所给文段:
§
13. SparkSQL 优化器、流程、HIVE、案例

SparkSQL 优化器、流程、HIVE、案例

Catalyst优化器 总结

catalyst的各种优化细节非常多,大方面的优化点有2个

  • 谓词下推(Predicate Pushdown)\断言下推:将逻辑判断 提前到前面,以减少shuffle阶段的数据量
    • 行过滤,提前执行where
  • 列值裁剪(Column Pruning):将加载的列进行裁剪,尽量减少被处理数据的 宽度
    • 列过滤,提前规划select的字段数量
    • 思考:列值裁剪,有一种非常合适的存储系统:parguet

SparkSQL的执行流程

  1. 提交SparkSQL代码
  2. catalyst优化
    • 生成原始AST语法数
    • 标记AST元数据
    • 进行断言下推和列值裁剪 以及其它方面的优化作用在AST上
    • 将最终AST得到,生成执行计划
    • 将执行计划翻译为RDD代码
  3. Driver执行环境入口构建(SparkSession)
§
存储数据:
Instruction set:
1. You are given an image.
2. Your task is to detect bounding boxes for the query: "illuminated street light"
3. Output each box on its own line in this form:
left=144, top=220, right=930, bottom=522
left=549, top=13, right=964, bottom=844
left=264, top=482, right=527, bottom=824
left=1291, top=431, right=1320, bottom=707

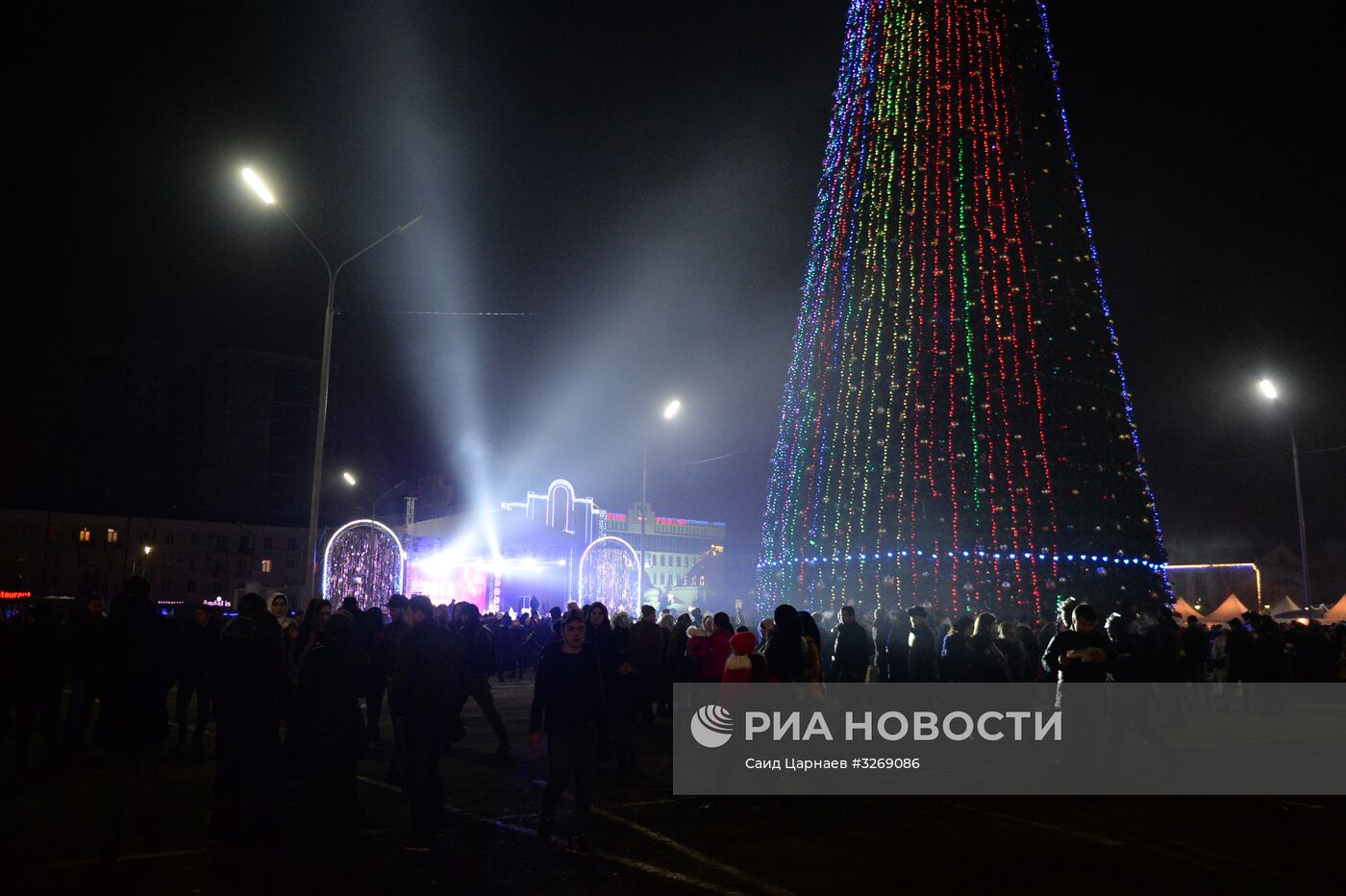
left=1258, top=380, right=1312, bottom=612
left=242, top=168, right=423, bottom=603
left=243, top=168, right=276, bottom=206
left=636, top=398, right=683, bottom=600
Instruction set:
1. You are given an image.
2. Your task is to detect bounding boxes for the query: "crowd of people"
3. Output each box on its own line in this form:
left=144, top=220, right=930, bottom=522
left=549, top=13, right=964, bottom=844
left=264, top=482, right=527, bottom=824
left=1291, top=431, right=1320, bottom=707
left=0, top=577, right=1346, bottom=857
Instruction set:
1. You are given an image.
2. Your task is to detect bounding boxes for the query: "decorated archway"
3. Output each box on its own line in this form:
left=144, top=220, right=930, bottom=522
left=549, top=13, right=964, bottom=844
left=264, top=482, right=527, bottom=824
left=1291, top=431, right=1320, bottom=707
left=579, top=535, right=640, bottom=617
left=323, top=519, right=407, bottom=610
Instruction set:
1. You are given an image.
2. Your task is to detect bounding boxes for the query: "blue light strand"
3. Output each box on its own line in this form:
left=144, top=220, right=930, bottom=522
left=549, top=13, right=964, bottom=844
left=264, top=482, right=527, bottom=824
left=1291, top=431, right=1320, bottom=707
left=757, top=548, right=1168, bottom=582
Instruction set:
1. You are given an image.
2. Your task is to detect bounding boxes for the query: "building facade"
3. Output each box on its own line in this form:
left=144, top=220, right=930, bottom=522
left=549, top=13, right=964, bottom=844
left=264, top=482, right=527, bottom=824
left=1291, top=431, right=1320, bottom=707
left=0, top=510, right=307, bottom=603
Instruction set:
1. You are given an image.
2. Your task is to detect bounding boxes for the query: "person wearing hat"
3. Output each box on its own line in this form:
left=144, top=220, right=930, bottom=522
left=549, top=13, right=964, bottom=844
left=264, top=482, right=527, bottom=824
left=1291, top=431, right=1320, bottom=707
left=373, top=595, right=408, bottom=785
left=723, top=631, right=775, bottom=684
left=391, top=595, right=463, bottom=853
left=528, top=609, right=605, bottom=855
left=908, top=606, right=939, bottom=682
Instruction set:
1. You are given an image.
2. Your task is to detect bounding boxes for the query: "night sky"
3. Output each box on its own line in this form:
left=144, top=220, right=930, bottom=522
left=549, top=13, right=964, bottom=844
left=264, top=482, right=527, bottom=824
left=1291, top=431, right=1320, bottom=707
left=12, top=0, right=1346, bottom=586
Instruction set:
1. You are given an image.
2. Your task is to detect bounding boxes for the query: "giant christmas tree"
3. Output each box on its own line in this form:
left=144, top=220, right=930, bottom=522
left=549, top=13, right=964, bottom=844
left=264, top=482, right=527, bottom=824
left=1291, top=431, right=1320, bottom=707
§
任务说明 1:
根据关于SparkSQL优化的文段回答：
(a) 谓词下推提前执行的是哪个子句？
(b) 列值裁剪要尽量减少被处理数据的什么？
(c) 执行流程的第3步构建的是什么？
任务说明 2:
把存储数据里从第一行开始、到含有“left=0, top=577, right=1346, bottom=857”的那一行为止的部分原样重新写出来，首尾两行都算在内。图片不要写进答案。

问题解答 1:
(a) where
(b) 宽度
(c) Driver执行环境入口（SparkSession）

问题解答 2:
Instruction set:
1. You are given an image.
2. Your task is to detect bounding boxes for the query: "illuminated street light"
3. Output each box on its own line in this form:
left=144, top=220, right=930, bottom=522
left=549, top=13, right=964, bottom=844
left=264, top=482, right=527, bottom=824
left=1291, top=431, right=1320, bottom=707

left=1258, top=380, right=1312, bottom=612
left=242, top=168, right=423, bottom=603
left=243, top=168, right=276, bottom=206
left=636, top=398, right=683, bottom=600
Instruction set:
1. You are given an image.
2. Your task is to detect bounding boxes for the query: "crowd of people"
3. Output each box on its own line in this form:
left=144, top=220, right=930, bottom=522
left=549, top=13, right=964, bottom=844
left=264, top=482, right=527, bottom=824
left=1291, top=431, right=1320, bottom=707
left=0, top=577, right=1346, bottom=857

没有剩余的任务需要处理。